BRIEF —
From the listing that follows, extract every line and set it down unaltered.

PROVIDED RECORDS —
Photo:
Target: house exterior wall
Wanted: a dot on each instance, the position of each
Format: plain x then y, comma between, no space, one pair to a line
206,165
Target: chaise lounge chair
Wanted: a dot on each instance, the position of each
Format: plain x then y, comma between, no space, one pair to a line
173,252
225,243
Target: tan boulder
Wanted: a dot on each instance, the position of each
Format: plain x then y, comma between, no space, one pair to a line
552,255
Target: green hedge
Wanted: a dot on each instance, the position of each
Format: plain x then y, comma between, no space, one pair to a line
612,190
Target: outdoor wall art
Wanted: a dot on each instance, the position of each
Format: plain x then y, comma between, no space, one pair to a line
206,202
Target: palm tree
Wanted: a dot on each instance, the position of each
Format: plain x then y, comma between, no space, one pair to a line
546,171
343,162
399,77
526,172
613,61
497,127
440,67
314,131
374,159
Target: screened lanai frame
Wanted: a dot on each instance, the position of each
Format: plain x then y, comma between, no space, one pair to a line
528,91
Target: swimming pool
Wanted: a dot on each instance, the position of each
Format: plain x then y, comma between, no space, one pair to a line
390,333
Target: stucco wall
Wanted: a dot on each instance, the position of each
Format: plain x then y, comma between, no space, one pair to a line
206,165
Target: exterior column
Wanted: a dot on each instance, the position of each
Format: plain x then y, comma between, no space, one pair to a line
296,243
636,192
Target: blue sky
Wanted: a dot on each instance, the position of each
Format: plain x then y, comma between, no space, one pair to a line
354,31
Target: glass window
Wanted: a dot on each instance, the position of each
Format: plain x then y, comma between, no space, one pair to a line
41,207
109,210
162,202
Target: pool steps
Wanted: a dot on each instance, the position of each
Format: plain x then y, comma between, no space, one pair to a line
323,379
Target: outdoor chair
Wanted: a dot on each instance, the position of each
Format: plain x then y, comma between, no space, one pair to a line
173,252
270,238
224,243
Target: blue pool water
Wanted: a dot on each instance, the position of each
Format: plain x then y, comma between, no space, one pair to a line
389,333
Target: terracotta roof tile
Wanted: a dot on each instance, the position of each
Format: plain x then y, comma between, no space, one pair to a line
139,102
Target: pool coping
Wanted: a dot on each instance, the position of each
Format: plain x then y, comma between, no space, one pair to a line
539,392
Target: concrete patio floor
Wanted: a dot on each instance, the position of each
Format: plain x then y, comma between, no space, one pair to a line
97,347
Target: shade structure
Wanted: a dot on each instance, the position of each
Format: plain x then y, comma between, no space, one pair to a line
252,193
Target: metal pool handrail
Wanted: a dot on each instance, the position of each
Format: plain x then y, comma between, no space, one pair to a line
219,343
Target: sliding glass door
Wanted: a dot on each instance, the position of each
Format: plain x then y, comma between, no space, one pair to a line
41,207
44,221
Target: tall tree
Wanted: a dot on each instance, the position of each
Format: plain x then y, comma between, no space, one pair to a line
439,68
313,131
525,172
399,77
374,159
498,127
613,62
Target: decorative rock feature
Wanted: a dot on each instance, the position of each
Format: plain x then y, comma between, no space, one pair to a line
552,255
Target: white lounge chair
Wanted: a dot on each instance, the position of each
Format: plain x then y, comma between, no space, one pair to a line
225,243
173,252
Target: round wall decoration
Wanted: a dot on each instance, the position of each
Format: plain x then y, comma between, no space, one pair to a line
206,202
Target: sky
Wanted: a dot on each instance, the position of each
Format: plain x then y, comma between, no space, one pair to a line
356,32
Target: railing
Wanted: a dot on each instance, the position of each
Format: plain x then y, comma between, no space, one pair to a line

SOLUTION TO THIS EXERCISE —
Photo:
Target: house exterior wall
Wanted: a dot on each instance, the position of each
Format: plain x then y, comma between, no space, one pair to a line
206,165
Target: chaise lounge chair
Wanted: a dot on each instance, the position of each
Format: plain x then y, comma between, no space, one pair to a line
173,252
225,243
Target: tan boulder
Wanted: a dot on each instance, the position of each
Format: plain x then y, comma between, no space, one pair to a line
552,255
Target: green hedge
Wanted: a dot on each instance, the position of each
Format: plain x then y, comma between, no space, one pair to a line
612,190
Target: outdoor wall art
Wanted: a dot on each instance, the position of each
Format: plain x then y, comma between, no space, one pair to a line
206,202
Target: palm tree
Wanted: a dot on each instance, the position of each
Format: plain x then y, comma between, no space, one pair to a line
546,171
343,162
399,77
526,172
613,61
497,127
440,67
314,131
374,159
Target: screened lanai frame
Wanted: a dot on each instance, the position of each
Format: plain x then y, comma between, no space, one pair to a line
528,91
Target: swimming pool
Wanted: a dot on each instance, the position of each
Format: plain x then y, comma between, no space, one pair to a line
390,333
Target: stucco wall
Wanted: a dot on each instance, the position of each
Format: plain x then y, comma between, no space, one pair to a line
206,165
Target: exterior column
Wanted: a dot on each instance, the position of each
Format: plain x then y, comma between, no space, one pair to a line
296,243
636,192
Target: blue sky
Wanted: a dot on each instance, the position of each
Format: plain x then y, comma between, no space, one pair to a line
354,31
Target: glass window
Wanted: a dot on each instance, the position of each
Format: plain x then y, comma between, no space, one pair to a line
41,207
109,210
162,202
Target: pool steps
Wanted: a dot on each instance, the position of each
Format: plain x then y, comma between, no space, one pair to a line
323,379
Target: outdoor chair
Wanted: a dot on each instance, the position of each
Format: plain x then y, comma between, no space, one pair to a line
173,252
270,238
224,243
Target: blue pool water
Wanted: a dot on each instance, the position of each
Format: plain x then y, comma between, no space, one pair to a line
389,333
Target: terracotta roof tile
Wanted: a dot on each instance, the position of each
Format: plain x then y, comma between, no space, one pair to a line
139,102
Target: pool coping
Wanted: a dot on each instance, the position of each
Format: plain x then y, comma between, no space, one pair to a line
539,392
Target: concrete patio floor
Wanted: a dot on each instance, the position of each
Format: plain x then y, comma between, no space, one pair to a line
97,347
Target: shade structure
Wanted: a dot on each instance, the position of each
Format: plain x then y, comma between, no space, one pair to a line
252,193
Target: metal pool handrail
Wanted: a dot on each instance, the position of each
Format: plain x then y, comma between, no space, one pair to a line
219,343
Target: sliding glass door
Wanted: a dot on each instance, the position of each
Format: plain x then y, comma between, no space, one pair to a line
41,207
44,221
Target: tall tree
Wanted: a dot on each instance, the position of each
Format: plain x then y, comma between, no space, one pair to a line
439,68
313,131
525,172
399,77
374,159
498,127
613,62
Target: decorative rock feature
Wanted: a dot on each instance, the position of each
Format: plain x then y, comma between, no space, one pair to a line
552,255
Target: white lounge chair
Wanted: a dot on each instance, the position of each
Format: plain x then y, comma between, no space, one pair to a line
225,243
173,252
Target: round wall decoration
Wanted: a dot on each instance, the position of each
Format: plain x then y, comma between, no space, one pair to a line
206,202
Target: sky
Wanted: a dot on each instance, the position of each
Format: plain x then y, comma between, no space, one pair to a line
356,32
Target: railing
Wanted: a dot on each instance, the position of each
Format: plain x then y, comma between, no space, one pair to a line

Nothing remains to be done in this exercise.